┌─ Record excerpts

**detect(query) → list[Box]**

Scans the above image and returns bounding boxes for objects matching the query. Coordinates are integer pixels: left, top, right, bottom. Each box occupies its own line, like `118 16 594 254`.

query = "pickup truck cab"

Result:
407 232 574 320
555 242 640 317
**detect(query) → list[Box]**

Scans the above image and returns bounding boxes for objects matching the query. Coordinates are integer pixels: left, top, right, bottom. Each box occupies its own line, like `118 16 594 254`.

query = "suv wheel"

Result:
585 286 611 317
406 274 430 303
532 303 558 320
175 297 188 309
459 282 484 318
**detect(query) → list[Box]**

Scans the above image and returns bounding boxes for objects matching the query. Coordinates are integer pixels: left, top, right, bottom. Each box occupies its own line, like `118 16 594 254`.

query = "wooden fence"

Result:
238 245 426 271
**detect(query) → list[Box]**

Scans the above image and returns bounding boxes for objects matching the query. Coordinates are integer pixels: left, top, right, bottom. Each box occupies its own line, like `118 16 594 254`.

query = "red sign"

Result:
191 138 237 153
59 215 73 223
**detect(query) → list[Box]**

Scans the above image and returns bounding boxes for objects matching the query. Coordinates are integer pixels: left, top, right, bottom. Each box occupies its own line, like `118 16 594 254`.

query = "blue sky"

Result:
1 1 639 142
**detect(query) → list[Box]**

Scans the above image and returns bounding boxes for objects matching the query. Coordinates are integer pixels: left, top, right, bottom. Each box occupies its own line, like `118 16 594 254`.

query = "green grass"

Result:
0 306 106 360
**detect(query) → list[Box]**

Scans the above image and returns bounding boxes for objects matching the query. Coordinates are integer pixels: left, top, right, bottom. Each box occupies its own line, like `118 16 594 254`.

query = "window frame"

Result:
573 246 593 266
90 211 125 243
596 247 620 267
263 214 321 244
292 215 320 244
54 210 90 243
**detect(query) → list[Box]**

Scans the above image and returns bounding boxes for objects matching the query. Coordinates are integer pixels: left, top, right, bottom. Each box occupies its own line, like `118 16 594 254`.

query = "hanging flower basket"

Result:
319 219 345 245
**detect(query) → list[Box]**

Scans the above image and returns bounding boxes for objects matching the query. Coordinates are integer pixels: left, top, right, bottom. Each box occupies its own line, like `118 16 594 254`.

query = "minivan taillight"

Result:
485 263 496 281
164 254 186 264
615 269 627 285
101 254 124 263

└─

## Brief
Word for word, restate the material above.

## Answer area
**detect(query) → list[Box]**

Scans the above image and returns bounding boxes for objects matching the query. Coordinates are integer pixels: left, top, right, bottom. Each box occupies its own line, like `118 16 594 254`.

query = "pickup truck cab"

Result:
407 232 574 320
555 242 640 317
**detect(query) → list[Box]**

Scans the above image and returns bounding boxes for objects matching the query. Coordinates are integer pixels: left, top, right, bottom. Each box occupies its own line, like `118 16 594 254`.

query = "suv wheel"

Result:
585 286 611 317
406 274 430 303
532 303 558 320
175 297 188 309
459 282 484 318
**detect(query) → list[Box]**

Scans the above image and returns bounding boxes for objects matching the query. Coordinates are integer pixels: left, top, right, bottom. Each box occupies its own line, like `118 16 594 254`.

query = "wooden fence"

Result:
238 245 426 271
**detect(query) → list[Box]**

Scans the above image and returns bounding boxes for objects matching the query. Coordinates are integer pixels: left, top, right, bottom. Each box occupies its own line, like `118 16 594 254`.

query = "red sign"

Result:
191 138 237 153
59 215 73 223
**detect(query) → list[Box]**

Scans the above image and returns bounding boxes for objects matching the query. Coordinates are integer pixels: left, top, right, bottom. Each box occupies its own line, like `118 16 594 254`.

query = "blue sky"

Result:
1 1 639 142
**detect(query) → list[Box]**

Scans the above image and returns bounding boxes for objects matching the query. Coordinates are integer pixels: left, top, right, bottom. Each box occupies its own line, like `118 16 594 254`.

query = "green grass"

Result:
0 306 106 360
**detect(query) → list[Box]**

Scans the above image and returns bounding boxes for objects matching the query. Coordinates are integer pixels: left, top, right, bottom. Each box occupies its own line, like `118 16 594 254`.

query = "window frame"

Result:
573 246 593 266
90 211 125 243
596 247 620 267
263 214 321 244
292 215 320 244
54 210 90 243
**detect(query) → list[Box]**

Scans the above image and returns bounding boxes for objects matching the query. Coordinates are integer pixels: left, top, right, bottom. Each box occupies its own line, like `118 16 594 254`.

query = "hanging flower basket"

Result:
319 219 345 245
**detect(query) → list[Box]**

Scans the above image and returns bounding boxes for objects matching the query. Coordinates are integer pixels: left, top, right, bottom. Each box occupies its own line, like `118 16 594 254`.

query = "minivan taillight"

Result:
485 263 496 281
164 254 186 264
615 269 627 285
101 254 124 263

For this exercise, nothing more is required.